===== Data to process =====

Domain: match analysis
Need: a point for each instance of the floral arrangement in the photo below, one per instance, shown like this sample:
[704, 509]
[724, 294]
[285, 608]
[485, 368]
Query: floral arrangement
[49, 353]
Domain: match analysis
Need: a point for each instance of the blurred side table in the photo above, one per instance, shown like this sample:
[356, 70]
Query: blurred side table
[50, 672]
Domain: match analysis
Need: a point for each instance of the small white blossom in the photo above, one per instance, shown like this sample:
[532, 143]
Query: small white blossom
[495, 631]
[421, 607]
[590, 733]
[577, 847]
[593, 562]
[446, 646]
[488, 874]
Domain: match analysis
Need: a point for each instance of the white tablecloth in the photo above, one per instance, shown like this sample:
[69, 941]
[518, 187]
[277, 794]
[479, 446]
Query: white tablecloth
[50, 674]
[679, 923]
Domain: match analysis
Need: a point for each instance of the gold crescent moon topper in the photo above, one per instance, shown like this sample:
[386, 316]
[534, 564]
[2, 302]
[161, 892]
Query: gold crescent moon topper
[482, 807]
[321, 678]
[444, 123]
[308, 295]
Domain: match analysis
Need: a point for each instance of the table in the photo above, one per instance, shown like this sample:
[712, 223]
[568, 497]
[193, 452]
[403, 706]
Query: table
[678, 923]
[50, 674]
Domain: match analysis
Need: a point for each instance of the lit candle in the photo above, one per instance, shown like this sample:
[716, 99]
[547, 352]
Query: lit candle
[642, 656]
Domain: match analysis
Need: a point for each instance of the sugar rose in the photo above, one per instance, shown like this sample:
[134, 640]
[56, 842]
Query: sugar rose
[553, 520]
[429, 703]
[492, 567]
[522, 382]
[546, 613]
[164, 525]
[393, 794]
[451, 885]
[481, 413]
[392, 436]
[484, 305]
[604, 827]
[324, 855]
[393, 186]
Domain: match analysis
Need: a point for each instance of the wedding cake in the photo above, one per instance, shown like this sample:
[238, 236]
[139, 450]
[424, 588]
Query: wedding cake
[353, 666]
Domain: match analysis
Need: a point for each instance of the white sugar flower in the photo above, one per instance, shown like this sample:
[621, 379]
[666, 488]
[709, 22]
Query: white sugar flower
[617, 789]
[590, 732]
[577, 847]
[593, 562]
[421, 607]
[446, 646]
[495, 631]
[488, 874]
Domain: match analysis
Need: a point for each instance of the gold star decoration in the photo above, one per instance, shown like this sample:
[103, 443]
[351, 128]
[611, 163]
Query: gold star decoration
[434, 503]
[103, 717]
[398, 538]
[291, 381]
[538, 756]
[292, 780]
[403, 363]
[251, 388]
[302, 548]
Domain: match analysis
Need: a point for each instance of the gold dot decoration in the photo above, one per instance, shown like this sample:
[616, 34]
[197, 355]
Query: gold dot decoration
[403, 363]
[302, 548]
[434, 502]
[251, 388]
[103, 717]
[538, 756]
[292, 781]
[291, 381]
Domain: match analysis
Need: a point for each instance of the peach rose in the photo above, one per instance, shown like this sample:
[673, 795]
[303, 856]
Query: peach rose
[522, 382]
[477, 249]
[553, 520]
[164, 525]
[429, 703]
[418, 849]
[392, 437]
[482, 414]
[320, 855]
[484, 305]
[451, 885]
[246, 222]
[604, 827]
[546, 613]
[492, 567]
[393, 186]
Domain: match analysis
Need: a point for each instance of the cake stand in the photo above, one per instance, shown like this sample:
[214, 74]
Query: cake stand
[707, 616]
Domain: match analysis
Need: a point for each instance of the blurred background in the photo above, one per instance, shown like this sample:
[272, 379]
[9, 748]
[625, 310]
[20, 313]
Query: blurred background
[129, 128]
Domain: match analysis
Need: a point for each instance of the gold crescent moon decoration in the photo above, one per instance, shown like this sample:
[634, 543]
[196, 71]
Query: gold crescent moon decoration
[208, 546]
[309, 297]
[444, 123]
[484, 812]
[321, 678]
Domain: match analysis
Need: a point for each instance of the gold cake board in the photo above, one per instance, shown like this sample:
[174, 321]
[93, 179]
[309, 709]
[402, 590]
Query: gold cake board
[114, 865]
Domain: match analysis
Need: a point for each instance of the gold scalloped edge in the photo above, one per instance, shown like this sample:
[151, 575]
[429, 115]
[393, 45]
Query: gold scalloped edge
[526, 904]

=====

Task to carry out - Output the listing once more. Leave each word as it stands.

Task result -
Domain: match analysis
Need: a point for each instance of the floral arrangement in the photo below, one per instance, shown like this sample:
[704, 509]
[724, 294]
[285, 608]
[485, 368]
Query: floral arrangement
[49, 353]
Domain: match analysis
Need: a point for each instance of the blurred side table in the photo above, one per instance, shown like this sample:
[356, 70]
Query: blurred side table
[50, 672]
Domain: match analysis
Need: a point for each instance of the small white blossom in the photo above, one per instance, shown like this sample:
[532, 143]
Query: small white blossom
[495, 631]
[421, 607]
[590, 733]
[577, 847]
[593, 562]
[446, 646]
[488, 874]
Domain: match analysis
Need: a point for each instance of the white tablecloth in the photo above, one per instance, shown like this sample:
[69, 941]
[518, 187]
[277, 794]
[479, 446]
Query: white tablecloth
[50, 674]
[679, 923]
Domain: match analysis
Need: a point for each instance of the gold crescent moon topper in the photo above, one per instance, shown like this sample:
[386, 316]
[534, 564]
[2, 302]
[161, 892]
Query: gold crescent moon topper
[482, 807]
[321, 678]
[444, 123]
[308, 295]
Domain: match analysis
Need: a point for each instance of the table in the photo above, one per instance, shown like this sample:
[712, 223]
[568, 497]
[193, 452]
[403, 706]
Query: table
[678, 923]
[50, 674]
Domain: match analysis
Need: a point for each instance of the lit candle in the photo above, one per instance, shown like this sample:
[716, 99]
[547, 352]
Query: lit candle
[642, 656]
Domain: match analysis
Need: a point for each instance of the sugar rose in the photo above, one per instance, shown like this sample:
[134, 640]
[56, 842]
Query: sugar rose
[553, 520]
[429, 703]
[492, 567]
[522, 382]
[546, 613]
[164, 525]
[393, 794]
[451, 885]
[481, 413]
[392, 436]
[484, 305]
[604, 827]
[324, 855]
[393, 186]
Domain: match analysis
Need: a point for each instance of the wedding cake in the photo above, one per instance, shown like this sample:
[238, 236]
[139, 450]
[424, 588]
Query: wedding cake
[353, 666]
Domain: match analysis
Need: a point for each instance of the white sugar flower in the photo above, one per instance, shown like this sample:
[621, 379]
[666, 488]
[709, 22]
Query: white sugar flower
[617, 789]
[590, 732]
[577, 847]
[593, 562]
[421, 607]
[446, 646]
[495, 631]
[488, 874]
Domain: match analysis
Need: a point for each instance of the gold star decoration in the photo above, one per instance, shown like this sample:
[103, 443]
[351, 128]
[611, 163]
Query: gold star decoration
[434, 503]
[103, 717]
[398, 538]
[291, 381]
[538, 756]
[292, 780]
[403, 363]
[251, 388]
[302, 548]
Domain: match analysis
Need: a point for each instance of the gold dot decoration in the photo above, one per instance, shown like this sample:
[616, 34]
[197, 355]
Query: gold dot decoration
[403, 363]
[302, 548]
[434, 502]
[251, 388]
[103, 717]
[538, 756]
[292, 781]
[291, 381]
Domain: match analysis
Need: a point for each instance of the peach rose in the photo above, one per instance, shown like this sample:
[673, 795]
[303, 856]
Query: peach rose
[522, 382]
[477, 249]
[553, 520]
[164, 525]
[429, 703]
[418, 849]
[392, 437]
[482, 414]
[320, 855]
[484, 305]
[451, 885]
[246, 222]
[604, 827]
[546, 613]
[492, 567]
[393, 186]
Domain: match analysis
Need: a point for each instance of the cake stand in the photo above, one per instance, shown like this sample:
[214, 74]
Query: cake stand
[707, 616]
Domain: match analysis
Need: a point for each instance of the blurred background in the photo above, one per instance, shown like this sample:
[272, 379]
[9, 748]
[625, 310]
[20, 313]
Query: blurred background
[129, 128]
Domain: match analysis
Need: a point for each instance of the gold crescent moon decoration in the photo above, one per instance, shown like this sample:
[634, 543]
[196, 71]
Query: gold crescent moon decoration
[208, 546]
[309, 297]
[444, 123]
[484, 812]
[321, 678]
Domain: match analysis
Need: a point for each instance of the gold cake board in the photo above, one per instance, shown like this sample:
[174, 321]
[93, 179]
[309, 709]
[402, 590]
Query: gold cake board
[114, 865]
Domain: match analysis
Need: a point for each instance of the gold scalloped edge in the photo above, one per instance, shown like this sample:
[151, 575]
[429, 115]
[393, 45]
Query: gold scalloped edge
[526, 904]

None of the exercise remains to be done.